Data rows »
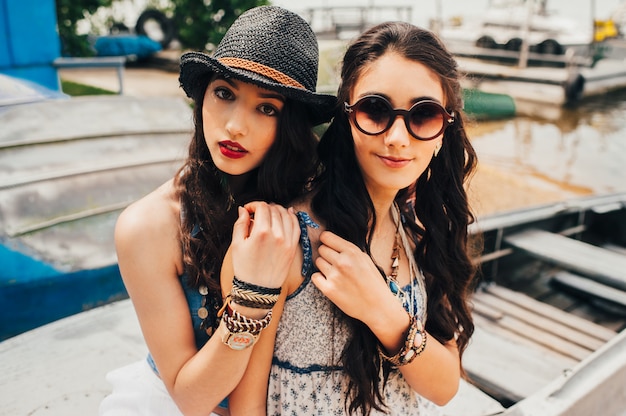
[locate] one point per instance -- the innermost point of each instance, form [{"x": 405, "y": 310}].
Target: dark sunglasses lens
[
  {"x": 372, "y": 115},
  {"x": 426, "y": 120}
]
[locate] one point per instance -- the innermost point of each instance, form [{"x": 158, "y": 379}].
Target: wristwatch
[{"x": 238, "y": 340}]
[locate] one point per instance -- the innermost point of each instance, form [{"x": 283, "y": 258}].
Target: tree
[
  {"x": 69, "y": 12},
  {"x": 201, "y": 24}
]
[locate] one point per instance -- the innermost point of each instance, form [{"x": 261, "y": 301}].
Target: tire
[
  {"x": 574, "y": 87},
  {"x": 551, "y": 47},
  {"x": 118, "y": 28},
  {"x": 514, "y": 44},
  {"x": 486, "y": 42},
  {"x": 165, "y": 27}
]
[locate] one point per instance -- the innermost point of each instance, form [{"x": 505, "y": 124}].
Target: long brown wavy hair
[
  {"x": 438, "y": 199},
  {"x": 208, "y": 205}
]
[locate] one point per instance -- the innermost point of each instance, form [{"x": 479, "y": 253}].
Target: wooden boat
[
  {"x": 551, "y": 309},
  {"x": 522, "y": 50},
  {"x": 67, "y": 169},
  {"x": 547, "y": 342}
]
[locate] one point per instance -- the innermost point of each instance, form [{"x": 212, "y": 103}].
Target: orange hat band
[{"x": 261, "y": 69}]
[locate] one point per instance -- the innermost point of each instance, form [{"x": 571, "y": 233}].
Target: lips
[
  {"x": 394, "y": 162},
  {"x": 232, "y": 150}
]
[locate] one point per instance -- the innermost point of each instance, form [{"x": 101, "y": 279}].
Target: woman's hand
[
  {"x": 349, "y": 278},
  {"x": 265, "y": 242}
]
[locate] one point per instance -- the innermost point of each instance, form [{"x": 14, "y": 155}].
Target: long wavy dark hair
[
  {"x": 210, "y": 208},
  {"x": 437, "y": 199}
]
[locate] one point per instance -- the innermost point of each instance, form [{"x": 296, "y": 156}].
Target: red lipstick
[{"x": 232, "y": 150}]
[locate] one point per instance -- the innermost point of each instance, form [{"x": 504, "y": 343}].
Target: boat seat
[
  {"x": 590, "y": 288},
  {"x": 600, "y": 264},
  {"x": 521, "y": 344}
]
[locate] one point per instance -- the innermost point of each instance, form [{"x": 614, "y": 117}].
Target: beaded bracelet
[
  {"x": 414, "y": 345},
  {"x": 254, "y": 296}
]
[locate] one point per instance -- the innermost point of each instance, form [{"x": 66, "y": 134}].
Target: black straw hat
[{"x": 270, "y": 47}]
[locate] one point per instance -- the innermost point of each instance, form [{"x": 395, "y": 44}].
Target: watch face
[{"x": 240, "y": 340}]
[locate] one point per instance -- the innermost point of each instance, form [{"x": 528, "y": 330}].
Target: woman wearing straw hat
[
  {"x": 376, "y": 315},
  {"x": 255, "y": 106}
]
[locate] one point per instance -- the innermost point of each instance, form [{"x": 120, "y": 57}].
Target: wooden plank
[
  {"x": 486, "y": 311},
  {"x": 114, "y": 62},
  {"x": 60, "y": 368},
  {"x": 590, "y": 288},
  {"x": 555, "y": 314},
  {"x": 93, "y": 116},
  {"x": 539, "y": 322},
  {"x": 586, "y": 259},
  {"x": 502, "y": 331},
  {"x": 506, "y": 369},
  {"x": 471, "y": 401}
]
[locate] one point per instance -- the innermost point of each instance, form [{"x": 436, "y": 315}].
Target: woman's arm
[
  {"x": 250, "y": 397},
  {"x": 150, "y": 259},
  {"x": 349, "y": 278}
]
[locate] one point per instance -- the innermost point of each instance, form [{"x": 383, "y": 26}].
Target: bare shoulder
[{"x": 151, "y": 220}]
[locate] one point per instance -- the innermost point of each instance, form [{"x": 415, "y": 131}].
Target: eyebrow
[{"x": 262, "y": 94}]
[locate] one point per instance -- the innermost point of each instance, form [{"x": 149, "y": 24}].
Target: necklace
[{"x": 392, "y": 279}]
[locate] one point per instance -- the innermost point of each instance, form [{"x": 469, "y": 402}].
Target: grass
[{"x": 75, "y": 89}]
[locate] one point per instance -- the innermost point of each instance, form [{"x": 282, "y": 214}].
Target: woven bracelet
[
  {"x": 414, "y": 345},
  {"x": 235, "y": 322},
  {"x": 253, "y": 296},
  {"x": 260, "y": 290}
]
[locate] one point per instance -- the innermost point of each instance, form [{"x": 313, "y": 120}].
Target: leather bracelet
[{"x": 414, "y": 345}]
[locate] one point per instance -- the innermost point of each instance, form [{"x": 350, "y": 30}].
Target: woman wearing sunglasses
[{"x": 376, "y": 316}]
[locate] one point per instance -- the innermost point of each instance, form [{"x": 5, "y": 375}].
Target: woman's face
[
  {"x": 240, "y": 123},
  {"x": 394, "y": 159}
]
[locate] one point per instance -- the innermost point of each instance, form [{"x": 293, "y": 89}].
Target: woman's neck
[{"x": 236, "y": 183}]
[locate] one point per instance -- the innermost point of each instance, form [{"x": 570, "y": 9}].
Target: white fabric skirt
[{"x": 138, "y": 391}]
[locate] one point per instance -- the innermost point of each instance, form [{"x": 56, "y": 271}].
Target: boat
[
  {"x": 550, "y": 309},
  {"x": 521, "y": 49},
  {"x": 506, "y": 24},
  {"x": 549, "y": 340},
  {"x": 68, "y": 168}
]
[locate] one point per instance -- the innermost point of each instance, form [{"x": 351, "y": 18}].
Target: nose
[
  {"x": 398, "y": 135},
  {"x": 236, "y": 122}
]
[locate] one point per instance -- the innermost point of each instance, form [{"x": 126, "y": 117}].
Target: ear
[{"x": 437, "y": 147}]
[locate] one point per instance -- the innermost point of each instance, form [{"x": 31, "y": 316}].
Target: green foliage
[
  {"x": 201, "y": 24},
  {"x": 69, "y": 12},
  {"x": 75, "y": 89}
]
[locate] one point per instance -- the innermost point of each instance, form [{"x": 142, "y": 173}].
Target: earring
[{"x": 436, "y": 152}]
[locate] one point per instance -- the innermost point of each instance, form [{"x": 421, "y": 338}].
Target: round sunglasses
[{"x": 373, "y": 115}]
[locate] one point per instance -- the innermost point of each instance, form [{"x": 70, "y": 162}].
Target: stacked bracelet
[
  {"x": 235, "y": 322},
  {"x": 414, "y": 345},
  {"x": 241, "y": 332},
  {"x": 253, "y": 296}
]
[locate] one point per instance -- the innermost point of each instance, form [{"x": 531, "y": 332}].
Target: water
[
  {"x": 582, "y": 152},
  {"x": 579, "y": 152}
]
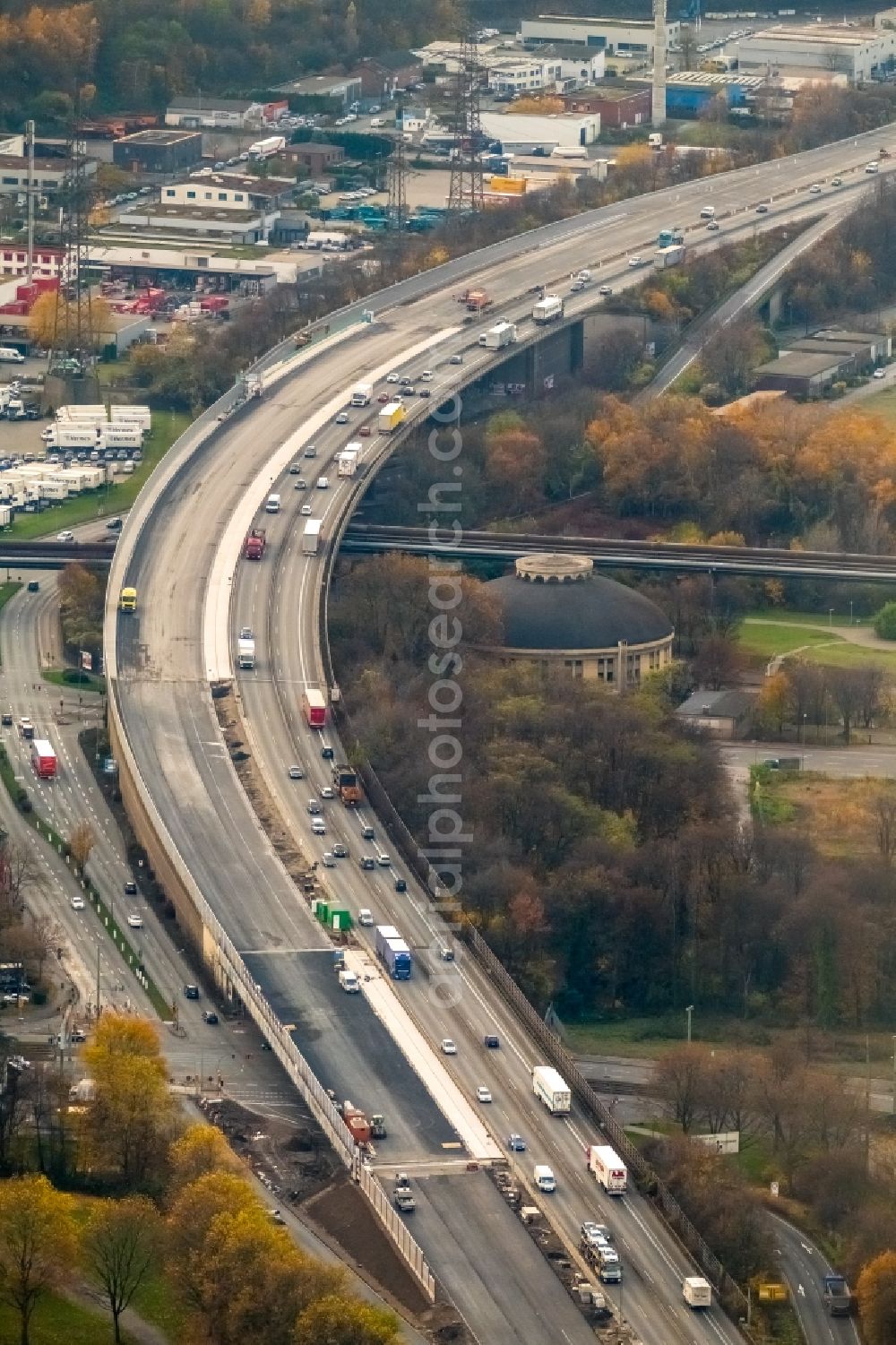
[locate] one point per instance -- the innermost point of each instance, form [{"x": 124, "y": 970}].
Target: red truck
[
  {"x": 314, "y": 708},
  {"x": 254, "y": 545},
  {"x": 43, "y": 759}
]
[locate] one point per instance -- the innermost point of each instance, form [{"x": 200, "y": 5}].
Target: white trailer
[
  {"x": 552, "y": 1089},
  {"x": 608, "y": 1168},
  {"x": 499, "y": 335},
  {"x": 547, "y": 309},
  {"x": 311, "y": 537}
]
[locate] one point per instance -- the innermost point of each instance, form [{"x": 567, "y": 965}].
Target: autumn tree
[
  {"x": 340, "y": 1321},
  {"x": 129, "y": 1124},
  {"x": 121, "y": 1246},
  {"x": 37, "y": 1245},
  {"x": 876, "y": 1293}
]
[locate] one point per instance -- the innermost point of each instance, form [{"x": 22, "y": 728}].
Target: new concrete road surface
[
  {"x": 194, "y": 510},
  {"x": 805, "y": 1267}
]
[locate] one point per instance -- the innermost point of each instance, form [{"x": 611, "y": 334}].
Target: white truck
[
  {"x": 498, "y": 337},
  {"x": 608, "y": 1169},
  {"x": 547, "y": 309},
  {"x": 552, "y": 1089},
  {"x": 311, "y": 537},
  {"x": 672, "y": 255},
  {"x": 697, "y": 1291},
  {"x": 268, "y": 147}
]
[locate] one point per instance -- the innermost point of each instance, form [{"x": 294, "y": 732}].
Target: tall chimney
[{"x": 659, "y": 64}]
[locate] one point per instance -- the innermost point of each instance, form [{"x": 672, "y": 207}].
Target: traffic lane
[
  {"x": 805, "y": 1266},
  {"x": 490, "y": 1266},
  {"x": 837, "y": 762},
  {"x": 353, "y": 1052}
]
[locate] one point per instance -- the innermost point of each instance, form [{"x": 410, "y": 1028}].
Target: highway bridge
[
  {"x": 609, "y": 553},
  {"x": 169, "y": 666}
]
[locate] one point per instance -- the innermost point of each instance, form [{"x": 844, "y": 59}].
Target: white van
[{"x": 545, "y": 1180}]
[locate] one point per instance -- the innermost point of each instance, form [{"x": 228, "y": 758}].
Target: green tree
[{"x": 37, "y": 1245}]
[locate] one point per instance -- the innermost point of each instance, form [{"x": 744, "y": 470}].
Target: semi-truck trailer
[
  {"x": 666, "y": 257},
  {"x": 498, "y": 337},
  {"x": 314, "y": 708},
  {"x": 608, "y": 1168},
  {"x": 697, "y": 1291},
  {"x": 268, "y": 147},
  {"x": 345, "y": 778},
  {"x": 547, "y": 309},
  {"x": 43, "y": 759},
  {"x": 254, "y": 545},
  {"x": 552, "y": 1089},
  {"x": 837, "y": 1296},
  {"x": 397, "y": 958},
  {"x": 311, "y": 537},
  {"x": 391, "y": 418}
]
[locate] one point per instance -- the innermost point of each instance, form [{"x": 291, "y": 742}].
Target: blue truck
[{"x": 394, "y": 953}]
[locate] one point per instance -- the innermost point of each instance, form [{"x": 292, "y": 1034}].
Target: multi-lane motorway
[{"x": 179, "y": 549}]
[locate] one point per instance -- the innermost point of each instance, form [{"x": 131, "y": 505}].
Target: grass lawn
[
  {"x": 56, "y": 1321},
  {"x": 74, "y": 679},
  {"x": 112, "y": 499}
]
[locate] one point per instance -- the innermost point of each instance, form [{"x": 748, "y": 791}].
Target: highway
[
  {"x": 179, "y": 547},
  {"x": 630, "y": 555}
]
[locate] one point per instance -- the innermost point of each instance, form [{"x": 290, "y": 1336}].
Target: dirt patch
[{"x": 345, "y": 1218}]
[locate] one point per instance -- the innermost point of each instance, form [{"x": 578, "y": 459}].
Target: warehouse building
[
  {"x": 628, "y": 37},
  {"x": 158, "y": 151},
  {"x": 557, "y": 614},
  {"x": 860, "y": 54}
]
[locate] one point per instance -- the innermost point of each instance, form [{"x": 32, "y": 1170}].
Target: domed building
[{"x": 558, "y": 612}]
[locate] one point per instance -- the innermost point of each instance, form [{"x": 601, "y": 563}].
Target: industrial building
[
  {"x": 158, "y": 151},
  {"x": 627, "y": 37},
  {"x": 557, "y": 614},
  {"x": 860, "y": 54}
]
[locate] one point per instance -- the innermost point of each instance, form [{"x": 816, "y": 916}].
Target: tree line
[{"x": 168, "y": 1200}]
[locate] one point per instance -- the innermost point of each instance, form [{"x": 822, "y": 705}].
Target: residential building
[
  {"x": 628, "y": 37},
  {"x": 860, "y": 54},
  {"x": 314, "y": 158},
  {"x": 723, "y": 714},
  {"x": 158, "y": 151},
  {"x": 381, "y": 77},
  {"x": 617, "y": 108}
]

Do this » Go through the rows above and keep only the lines that contain the word "truck" in the same letter case. A line whose only match differs in capitalization does not count.

Answer for this exercise »
Target: red truck
Target: white truck
Target: semi-truck trailer
Target: blue truck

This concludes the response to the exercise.